Exercise brief:
Show the lines below that contain the string "grey".

Data provided:
▬▬▬

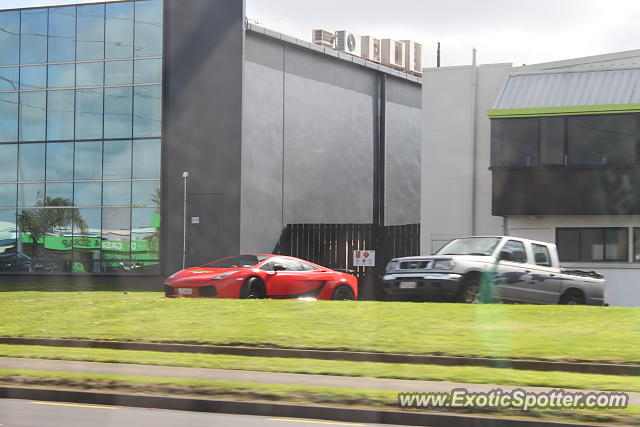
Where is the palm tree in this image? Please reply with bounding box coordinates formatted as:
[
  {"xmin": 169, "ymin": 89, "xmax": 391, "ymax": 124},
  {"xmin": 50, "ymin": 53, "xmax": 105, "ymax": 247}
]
[{"xmin": 17, "ymin": 197, "xmax": 87, "ymax": 258}]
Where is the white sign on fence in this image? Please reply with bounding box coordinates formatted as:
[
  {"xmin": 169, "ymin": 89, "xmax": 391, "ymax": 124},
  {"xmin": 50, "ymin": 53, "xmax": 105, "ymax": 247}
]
[{"xmin": 353, "ymin": 250, "xmax": 375, "ymax": 267}]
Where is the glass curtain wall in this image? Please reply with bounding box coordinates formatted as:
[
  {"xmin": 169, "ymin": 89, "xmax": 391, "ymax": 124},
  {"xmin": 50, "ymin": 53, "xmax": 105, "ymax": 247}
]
[{"xmin": 0, "ymin": 0, "xmax": 163, "ymax": 275}]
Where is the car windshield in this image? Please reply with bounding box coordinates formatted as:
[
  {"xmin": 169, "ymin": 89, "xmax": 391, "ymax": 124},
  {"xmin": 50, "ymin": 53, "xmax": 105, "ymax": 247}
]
[
  {"xmin": 437, "ymin": 237, "xmax": 501, "ymax": 256},
  {"xmin": 201, "ymin": 255, "xmax": 270, "ymax": 268}
]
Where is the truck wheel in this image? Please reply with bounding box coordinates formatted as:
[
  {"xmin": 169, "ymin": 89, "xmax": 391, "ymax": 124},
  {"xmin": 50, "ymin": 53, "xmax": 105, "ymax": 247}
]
[
  {"xmin": 457, "ymin": 281, "xmax": 480, "ymax": 304},
  {"xmin": 240, "ymin": 277, "xmax": 266, "ymax": 299},
  {"xmin": 560, "ymin": 290, "xmax": 585, "ymax": 305}
]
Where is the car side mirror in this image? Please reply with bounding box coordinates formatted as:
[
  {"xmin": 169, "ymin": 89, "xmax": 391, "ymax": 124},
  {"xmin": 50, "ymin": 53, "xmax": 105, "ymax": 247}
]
[
  {"xmin": 272, "ymin": 264, "xmax": 286, "ymax": 273},
  {"xmin": 498, "ymin": 251, "xmax": 511, "ymax": 262}
]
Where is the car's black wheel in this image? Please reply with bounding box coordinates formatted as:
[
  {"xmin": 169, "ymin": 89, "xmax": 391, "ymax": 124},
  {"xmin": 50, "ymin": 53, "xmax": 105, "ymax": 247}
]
[
  {"xmin": 560, "ymin": 290, "xmax": 585, "ymax": 305},
  {"xmin": 240, "ymin": 276, "xmax": 266, "ymax": 299},
  {"xmin": 456, "ymin": 281, "xmax": 480, "ymax": 303},
  {"xmin": 331, "ymin": 284, "xmax": 355, "ymax": 301}
]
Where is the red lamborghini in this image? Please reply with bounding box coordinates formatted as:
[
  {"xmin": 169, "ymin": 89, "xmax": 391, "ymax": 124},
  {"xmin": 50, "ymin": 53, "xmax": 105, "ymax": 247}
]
[{"xmin": 164, "ymin": 254, "xmax": 358, "ymax": 300}]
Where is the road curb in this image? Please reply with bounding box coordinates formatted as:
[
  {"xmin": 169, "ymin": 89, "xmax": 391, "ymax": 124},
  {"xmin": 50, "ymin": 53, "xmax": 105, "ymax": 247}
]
[
  {"xmin": 0, "ymin": 386, "xmax": 602, "ymax": 427},
  {"xmin": 1, "ymin": 337, "xmax": 638, "ymax": 376}
]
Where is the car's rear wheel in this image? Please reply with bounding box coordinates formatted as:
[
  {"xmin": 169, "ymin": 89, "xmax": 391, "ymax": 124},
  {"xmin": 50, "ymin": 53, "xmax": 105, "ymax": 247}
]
[
  {"xmin": 560, "ymin": 290, "xmax": 585, "ymax": 305},
  {"xmin": 331, "ymin": 284, "xmax": 355, "ymax": 301},
  {"xmin": 240, "ymin": 277, "xmax": 266, "ymax": 299}
]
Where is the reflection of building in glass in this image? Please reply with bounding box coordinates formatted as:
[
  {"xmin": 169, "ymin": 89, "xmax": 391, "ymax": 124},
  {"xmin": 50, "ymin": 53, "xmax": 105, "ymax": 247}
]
[{"xmin": 0, "ymin": 0, "xmax": 162, "ymax": 275}]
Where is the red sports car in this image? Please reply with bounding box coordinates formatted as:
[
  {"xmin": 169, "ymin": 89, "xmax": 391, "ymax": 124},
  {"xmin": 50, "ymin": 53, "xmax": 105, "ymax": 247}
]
[{"xmin": 164, "ymin": 254, "xmax": 358, "ymax": 300}]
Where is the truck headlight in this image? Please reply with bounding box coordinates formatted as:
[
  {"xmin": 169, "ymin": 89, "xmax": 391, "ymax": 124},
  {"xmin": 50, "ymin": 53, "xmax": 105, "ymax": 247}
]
[
  {"xmin": 434, "ymin": 260, "xmax": 455, "ymax": 270},
  {"xmin": 386, "ymin": 261, "xmax": 398, "ymax": 272}
]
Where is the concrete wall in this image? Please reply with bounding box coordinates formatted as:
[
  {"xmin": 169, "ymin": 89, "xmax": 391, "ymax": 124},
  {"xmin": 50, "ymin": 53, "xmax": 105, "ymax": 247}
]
[
  {"xmin": 508, "ymin": 215, "xmax": 640, "ymax": 307},
  {"xmin": 420, "ymin": 63, "xmax": 511, "ymax": 254},
  {"xmin": 162, "ymin": 0, "xmax": 245, "ymax": 273},
  {"xmin": 241, "ymin": 33, "xmax": 421, "ymax": 253}
]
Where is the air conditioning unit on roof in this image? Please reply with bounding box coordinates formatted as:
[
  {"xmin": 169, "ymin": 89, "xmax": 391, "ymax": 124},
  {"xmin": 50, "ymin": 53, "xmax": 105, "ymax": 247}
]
[
  {"xmin": 334, "ymin": 30, "xmax": 361, "ymax": 56},
  {"xmin": 401, "ymin": 40, "xmax": 422, "ymax": 75},
  {"xmin": 361, "ymin": 36, "xmax": 381, "ymax": 63},
  {"xmin": 312, "ymin": 29, "xmax": 334, "ymax": 49},
  {"xmin": 381, "ymin": 39, "xmax": 405, "ymax": 70}
]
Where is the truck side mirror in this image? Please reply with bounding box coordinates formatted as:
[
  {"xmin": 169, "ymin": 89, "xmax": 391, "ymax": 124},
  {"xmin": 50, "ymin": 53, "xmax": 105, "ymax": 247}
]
[{"xmin": 498, "ymin": 251, "xmax": 511, "ymax": 262}]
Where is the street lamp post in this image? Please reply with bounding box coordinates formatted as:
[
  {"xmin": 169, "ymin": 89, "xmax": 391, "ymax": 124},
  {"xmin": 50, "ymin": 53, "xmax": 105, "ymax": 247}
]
[{"xmin": 182, "ymin": 171, "xmax": 189, "ymax": 270}]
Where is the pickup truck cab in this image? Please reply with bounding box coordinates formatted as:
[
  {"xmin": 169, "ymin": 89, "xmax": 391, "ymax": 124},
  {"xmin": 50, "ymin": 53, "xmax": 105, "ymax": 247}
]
[{"xmin": 382, "ymin": 236, "xmax": 604, "ymax": 305}]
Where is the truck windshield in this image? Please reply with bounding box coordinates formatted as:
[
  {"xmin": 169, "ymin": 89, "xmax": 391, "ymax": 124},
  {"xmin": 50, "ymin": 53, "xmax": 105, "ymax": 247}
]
[{"xmin": 437, "ymin": 237, "xmax": 501, "ymax": 256}]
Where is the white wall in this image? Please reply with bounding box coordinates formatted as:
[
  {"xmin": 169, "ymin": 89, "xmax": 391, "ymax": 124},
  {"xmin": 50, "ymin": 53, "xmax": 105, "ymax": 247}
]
[
  {"xmin": 421, "ymin": 63, "xmax": 511, "ymax": 254},
  {"xmin": 508, "ymin": 215, "xmax": 640, "ymax": 306}
]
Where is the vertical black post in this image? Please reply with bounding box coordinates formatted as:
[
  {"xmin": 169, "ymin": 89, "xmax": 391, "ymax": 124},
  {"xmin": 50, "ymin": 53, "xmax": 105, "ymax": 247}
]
[{"xmin": 369, "ymin": 73, "xmax": 386, "ymax": 300}]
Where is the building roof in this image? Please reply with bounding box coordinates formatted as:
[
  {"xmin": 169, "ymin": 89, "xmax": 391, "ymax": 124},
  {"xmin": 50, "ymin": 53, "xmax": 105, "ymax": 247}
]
[
  {"xmin": 489, "ymin": 65, "xmax": 640, "ymax": 118},
  {"xmin": 246, "ymin": 23, "xmax": 422, "ymax": 85}
]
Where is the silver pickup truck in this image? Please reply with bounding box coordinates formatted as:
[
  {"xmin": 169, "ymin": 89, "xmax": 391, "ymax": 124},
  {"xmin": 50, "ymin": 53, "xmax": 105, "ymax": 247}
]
[{"xmin": 381, "ymin": 236, "xmax": 604, "ymax": 305}]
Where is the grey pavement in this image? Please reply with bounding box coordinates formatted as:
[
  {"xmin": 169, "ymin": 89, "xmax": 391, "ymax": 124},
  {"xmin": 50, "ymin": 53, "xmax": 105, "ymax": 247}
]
[
  {"xmin": 1, "ymin": 357, "xmax": 638, "ymax": 405},
  {"xmin": 0, "ymin": 398, "xmax": 409, "ymax": 427}
]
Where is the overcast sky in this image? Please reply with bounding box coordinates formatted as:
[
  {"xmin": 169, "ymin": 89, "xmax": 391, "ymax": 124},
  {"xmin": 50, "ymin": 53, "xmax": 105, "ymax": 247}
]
[{"xmin": 3, "ymin": 0, "xmax": 640, "ymax": 67}]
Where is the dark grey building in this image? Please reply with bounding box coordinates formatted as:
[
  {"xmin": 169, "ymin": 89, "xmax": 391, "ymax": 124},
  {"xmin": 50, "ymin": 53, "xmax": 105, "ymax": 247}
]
[{"xmin": 0, "ymin": 0, "xmax": 421, "ymax": 284}]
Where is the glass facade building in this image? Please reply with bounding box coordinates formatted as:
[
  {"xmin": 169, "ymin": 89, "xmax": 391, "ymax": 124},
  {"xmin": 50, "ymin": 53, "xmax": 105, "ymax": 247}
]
[{"xmin": 0, "ymin": 0, "xmax": 163, "ymax": 274}]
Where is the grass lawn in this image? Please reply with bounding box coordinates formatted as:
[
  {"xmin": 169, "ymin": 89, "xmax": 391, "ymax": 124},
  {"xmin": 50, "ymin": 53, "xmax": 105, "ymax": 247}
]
[
  {"xmin": 1, "ymin": 344, "xmax": 640, "ymax": 393},
  {"xmin": 0, "ymin": 369, "xmax": 637, "ymax": 425},
  {"xmin": 0, "ymin": 292, "xmax": 639, "ymax": 363}
]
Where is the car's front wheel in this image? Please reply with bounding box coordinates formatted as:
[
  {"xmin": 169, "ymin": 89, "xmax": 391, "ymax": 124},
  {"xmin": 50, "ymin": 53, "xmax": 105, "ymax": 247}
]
[
  {"xmin": 240, "ymin": 277, "xmax": 266, "ymax": 299},
  {"xmin": 331, "ymin": 284, "xmax": 355, "ymax": 300}
]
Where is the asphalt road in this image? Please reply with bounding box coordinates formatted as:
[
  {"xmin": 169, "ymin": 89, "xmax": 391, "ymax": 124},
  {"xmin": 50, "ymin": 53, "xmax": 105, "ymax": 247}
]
[{"xmin": 0, "ymin": 399, "xmax": 412, "ymax": 427}]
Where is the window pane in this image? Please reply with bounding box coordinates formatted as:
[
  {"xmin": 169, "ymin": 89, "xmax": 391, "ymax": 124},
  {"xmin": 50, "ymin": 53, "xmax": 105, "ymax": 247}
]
[
  {"xmin": 133, "ymin": 85, "xmax": 162, "ymax": 137},
  {"xmin": 0, "ymin": 93, "xmax": 19, "ymax": 142},
  {"xmin": 18, "ymin": 183, "xmax": 44, "ymax": 206},
  {"xmin": 131, "ymin": 207, "xmax": 160, "ymax": 260},
  {"xmin": 48, "ymin": 6, "xmax": 76, "ymax": 63},
  {"xmin": 0, "ymin": 11, "xmax": 20, "ymax": 66},
  {"xmin": 20, "ymin": 65, "xmax": 46, "ymax": 90},
  {"xmin": 498, "ymin": 119, "xmax": 539, "ymax": 166},
  {"xmin": 74, "ymin": 141, "xmax": 102, "ymax": 180},
  {"xmin": 134, "ymin": 58, "xmax": 162, "ymax": 84},
  {"xmin": 105, "ymin": 2, "xmax": 134, "ymax": 59},
  {"xmin": 134, "ymin": 0, "xmax": 163, "ymax": 58},
  {"xmin": 46, "ymin": 142, "xmax": 74, "ymax": 180},
  {"xmin": 568, "ymin": 115, "xmax": 637, "ymax": 165},
  {"xmin": 75, "ymin": 88, "xmax": 103, "ymax": 140},
  {"xmin": 132, "ymin": 180, "xmax": 159, "ymax": 206},
  {"xmin": 605, "ymin": 229, "xmax": 628, "ymax": 261},
  {"xmin": 105, "ymin": 60, "xmax": 133, "ymax": 85},
  {"xmin": 74, "ymin": 182, "xmax": 101, "ymax": 206},
  {"xmin": 0, "ymin": 67, "xmax": 19, "ymax": 90},
  {"xmin": 540, "ymin": 117, "xmax": 565, "ymax": 165},
  {"xmin": 103, "ymin": 140, "xmax": 132, "ymax": 179},
  {"xmin": 73, "ymin": 207, "xmax": 101, "ymax": 272},
  {"xmin": 557, "ymin": 229, "xmax": 579, "ymax": 261},
  {"xmin": 634, "ymin": 228, "xmax": 640, "ymax": 262},
  {"xmin": 0, "ymin": 209, "xmax": 18, "ymax": 271},
  {"xmin": 132, "ymin": 139, "xmax": 160, "ymax": 178},
  {"xmin": 17, "ymin": 207, "xmax": 44, "ymax": 263},
  {"xmin": 103, "ymin": 182, "xmax": 131, "ymax": 206},
  {"xmin": 18, "ymin": 143, "xmax": 45, "ymax": 181},
  {"xmin": 76, "ymin": 62, "xmax": 104, "ymax": 87},
  {"xmin": 48, "ymin": 64, "xmax": 75, "ymax": 88},
  {"xmin": 43, "ymin": 207, "xmax": 75, "ymax": 267},
  {"xmin": 104, "ymin": 87, "xmax": 133, "ymax": 138},
  {"xmin": 20, "ymin": 8, "xmax": 48, "ymax": 64},
  {"xmin": 0, "ymin": 144, "xmax": 18, "ymax": 181},
  {"xmin": 101, "ymin": 207, "xmax": 131, "ymax": 264},
  {"xmin": 19, "ymin": 91, "xmax": 46, "ymax": 141},
  {"xmin": 45, "ymin": 182, "xmax": 73, "ymax": 203},
  {"xmin": 76, "ymin": 4, "xmax": 105, "ymax": 61},
  {"xmin": 0, "ymin": 184, "xmax": 17, "ymax": 207},
  {"xmin": 580, "ymin": 229, "xmax": 604, "ymax": 261},
  {"xmin": 47, "ymin": 90, "xmax": 75, "ymax": 141}
]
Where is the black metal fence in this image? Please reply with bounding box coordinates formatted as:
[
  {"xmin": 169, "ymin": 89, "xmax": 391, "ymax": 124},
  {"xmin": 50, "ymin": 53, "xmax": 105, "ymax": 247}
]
[{"xmin": 273, "ymin": 223, "xmax": 420, "ymax": 299}]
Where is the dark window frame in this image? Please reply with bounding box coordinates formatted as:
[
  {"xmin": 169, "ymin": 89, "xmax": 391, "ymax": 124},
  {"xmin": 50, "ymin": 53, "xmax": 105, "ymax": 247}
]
[{"xmin": 556, "ymin": 227, "xmax": 629, "ymax": 262}]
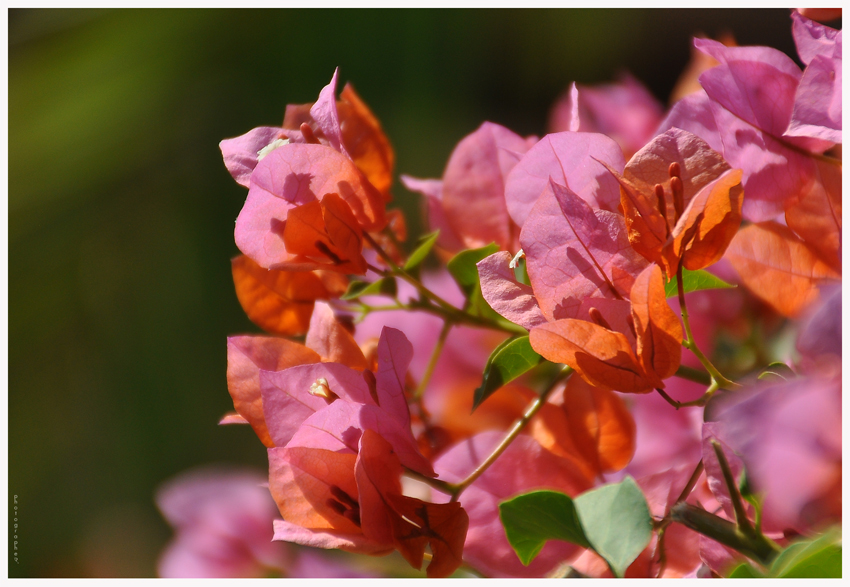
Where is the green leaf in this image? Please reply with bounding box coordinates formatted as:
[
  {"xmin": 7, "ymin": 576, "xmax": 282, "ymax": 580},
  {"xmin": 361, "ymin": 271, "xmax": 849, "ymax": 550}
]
[
  {"xmin": 664, "ymin": 268, "xmax": 735, "ymax": 298},
  {"xmin": 473, "ymin": 336, "xmax": 541, "ymax": 411},
  {"xmin": 340, "ymin": 276, "xmax": 397, "ymax": 300},
  {"xmin": 727, "ymin": 563, "xmax": 764, "ymax": 578},
  {"xmin": 403, "ymin": 230, "xmax": 440, "ymax": 271},
  {"xmin": 769, "ymin": 527, "xmax": 841, "ymax": 578},
  {"xmin": 573, "ymin": 477, "xmax": 652, "ymax": 578},
  {"xmin": 725, "ymin": 527, "xmax": 843, "ymax": 578},
  {"xmin": 513, "ymin": 255, "xmax": 530, "ymax": 286},
  {"xmin": 499, "ymin": 490, "xmax": 589, "ymax": 566},
  {"xmin": 447, "ymin": 243, "xmax": 500, "ymax": 295},
  {"xmin": 757, "ymin": 361, "xmax": 796, "ymax": 382}
]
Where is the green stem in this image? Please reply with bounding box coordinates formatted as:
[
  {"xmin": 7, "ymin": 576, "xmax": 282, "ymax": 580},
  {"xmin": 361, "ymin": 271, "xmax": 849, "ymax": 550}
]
[
  {"xmin": 654, "ymin": 459, "xmax": 704, "ymax": 577},
  {"xmin": 447, "ymin": 366, "xmax": 573, "ymax": 502},
  {"xmin": 711, "ymin": 440, "xmax": 752, "ymax": 533},
  {"xmin": 655, "ymin": 379, "xmax": 718, "ymax": 409},
  {"xmin": 676, "ymin": 267, "xmax": 740, "ymax": 390},
  {"xmin": 671, "ymin": 503, "xmax": 779, "ymax": 567},
  {"xmin": 415, "ymin": 320, "xmax": 452, "ymax": 400},
  {"xmin": 364, "ymin": 237, "xmax": 525, "ymax": 335},
  {"xmin": 403, "ymin": 467, "xmax": 457, "ymax": 496},
  {"xmin": 674, "ymin": 364, "xmax": 712, "ymax": 386}
]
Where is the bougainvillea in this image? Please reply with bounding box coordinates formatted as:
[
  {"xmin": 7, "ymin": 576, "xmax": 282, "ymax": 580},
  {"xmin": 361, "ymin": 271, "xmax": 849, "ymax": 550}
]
[{"xmin": 160, "ymin": 9, "xmax": 841, "ymax": 578}]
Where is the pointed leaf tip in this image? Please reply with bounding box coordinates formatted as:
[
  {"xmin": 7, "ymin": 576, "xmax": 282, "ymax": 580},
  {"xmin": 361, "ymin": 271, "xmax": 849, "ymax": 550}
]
[{"xmin": 473, "ymin": 336, "xmax": 541, "ymax": 411}]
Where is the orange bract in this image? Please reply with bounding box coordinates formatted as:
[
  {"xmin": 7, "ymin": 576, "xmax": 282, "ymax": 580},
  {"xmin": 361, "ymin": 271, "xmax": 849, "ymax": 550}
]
[
  {"xmin": 630, "ymin": 264, "xmax": 683, "ymax": 380},
  {"xmin": 305, "ymin": 302, "xmax": 369, "ymax": 370},
  {"xmin": 562, "ymin": 377, "xmax": 636, "ymax": 474},
  {"xmin": 226, "ymin": 336, "xmax": 322, "ymax": 447},
  {"xmin": 282, "ymin": 193, "xmax": 368, "ymax": 274},
  {"xmin": 725, "ymin": 221, "xmax": 841, "ymax": 317},
  {"xmin": 283, "ymin": 84, "xmax": 395, "ymax": 201},
  {"xmin": 530, "ymin": 377, "xmax": 636, "ymax": 479},
  {"xmin": 270, "ymin": 446, "xmax": 361, "ymax": 531},
  {"xmin": 530, "ymin": 264, "xmax": 681, "ymax": 393},
  {"xmin": 338, "ymin": 84, "xmax": 396, "ymax": 200},
  {"xmin": 530, "ymin": 320, "xmax": 656, "ymax": 393},
  {"xmin": 231, "ymin": 255, "xmax": 347, "ymax": 336},
  {"xmin": 784, "ymin": 159, "xmax": 842, "ymax": 274},
  {"xmin": 606, "ymin": 129, "xmax": 743, "ymax": 277}
]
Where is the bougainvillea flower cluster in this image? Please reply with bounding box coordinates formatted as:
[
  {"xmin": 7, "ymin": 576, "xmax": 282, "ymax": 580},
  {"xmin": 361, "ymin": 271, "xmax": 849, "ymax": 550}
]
[{"xmin": 158, "ymin": 9, "xmax": 841, "ymax": 579}]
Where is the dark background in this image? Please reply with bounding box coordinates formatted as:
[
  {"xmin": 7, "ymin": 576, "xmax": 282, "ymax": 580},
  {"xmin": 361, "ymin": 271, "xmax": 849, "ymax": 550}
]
[{"xmin": 9, "ymin": 8, "xmax": 806, "ymax": 577}]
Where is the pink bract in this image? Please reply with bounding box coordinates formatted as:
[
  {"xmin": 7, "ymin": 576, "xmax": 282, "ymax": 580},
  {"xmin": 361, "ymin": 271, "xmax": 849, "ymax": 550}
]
[
  {"xmin": 156, "ymin": 467, "xmax": 288, "ymax": 578},
  {"xmin": 520, "ymin": 179, "xmax": 646, "ymax": 330},
  {"xmin": 548, "ymin": 73, "xmax": 664, "ymax": 158},
  {"xmin": 707, "ymin": 376, "xmax": 842, "ymax": 534},
  {"xmin": 504, "ymin": 131, "xmax": 625, "ymax": 228}
]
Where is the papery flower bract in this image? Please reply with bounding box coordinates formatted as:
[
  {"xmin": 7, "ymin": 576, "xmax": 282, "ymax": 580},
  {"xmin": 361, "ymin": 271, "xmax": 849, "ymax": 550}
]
[
  {"xmin": 282, "ymin": 80, "xmax": 396, "ymax": 200},
  {"xmin": 660, "ymin": 29, "xmax": 839, "ymax": 222},
  {"xmin": 519, "ymin": 178, "xmax": 646, "ymax": 329},
  {"xmin": 548, "ymin": 74, "xmax": 664, "ymax": 159},
  {"xmin": 725, "ymin": 220, "xmax": 840, "ymax": 317},
  {"xmin": 402, "ymin": 122, "xmax": 536, "ymax": 253},
  {"xmin": 231, "ymin": 254, "xmax": 348, "ymax": 336},
  {"xmin": 530, "ymin": 264, "xmax": 682, "ymax": 393},
  {"xmin": 262, "ymin": 327, "xmax": 469, "ymax": 577},
  {"xmin": 786, "ymin": 12, "xmax": 842, "ymax": 143},
  {"xmin": 529, "ymin": 376, "xmax": 636, "ymax": 481},
  {"xmin": 222, "ymin": 301, "xmax": 368, "ymax": 446},
  {"xmin": 222, "ymin": 70, "xmax": 391, "ymax": 274},
  {"xmin": 224, "ymin": 336, "xmax": 322, "ymax": 447},
  {"xmin": 603, "ymin": 128, "xmax": 743, "ymax": 277},
  {"xmin": 503, "ymin": 131, "xmax": 625, "ymax": 229}
]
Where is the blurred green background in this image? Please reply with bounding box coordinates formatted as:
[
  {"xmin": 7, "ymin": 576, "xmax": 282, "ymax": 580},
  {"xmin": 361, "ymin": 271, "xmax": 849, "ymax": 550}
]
[{"xmin": 9, "ymin": 8, "xmax": 804, "ymax": 577}]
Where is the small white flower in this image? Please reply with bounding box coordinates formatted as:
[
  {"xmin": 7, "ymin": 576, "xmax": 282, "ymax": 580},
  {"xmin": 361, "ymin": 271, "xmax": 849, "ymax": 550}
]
[
  {"xmin": 257, "ymin": 138, "xmax": 290, "ymax": 161},
  {"xmin": 509, "ymin": 249, "xmax": 525, "ymax": 269}
]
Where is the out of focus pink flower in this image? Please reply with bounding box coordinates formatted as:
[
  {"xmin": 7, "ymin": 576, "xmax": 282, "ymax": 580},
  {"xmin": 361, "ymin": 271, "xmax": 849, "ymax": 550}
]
[
  {"xmin": 548, "ymin": 73, "xmax": 664, "ymax": 159},
  {"xmin": 156, "ymin": 466, "xmax": 374, "ymax": 578},
  {"xmin": 156, "ymin": 467, "xmax": 286, "ymax": 577},
  {"xmin": 402, "ymin": 122, "xmax": 536, "ymax": 254},
  {"xmin": 795, "ymin": 283, "xmax": 841, "ymax": 377},
  {"xmin": 706, "ymin": 375, "xmax": 841, "ymax": 535}
]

▬▬▬

Written answer:
Where is the grey pavement in this image? Please reply with bounding box coordinates formatted as:
Where is the dark grey building in this image? Please reply with bounding box coordinates formatted as:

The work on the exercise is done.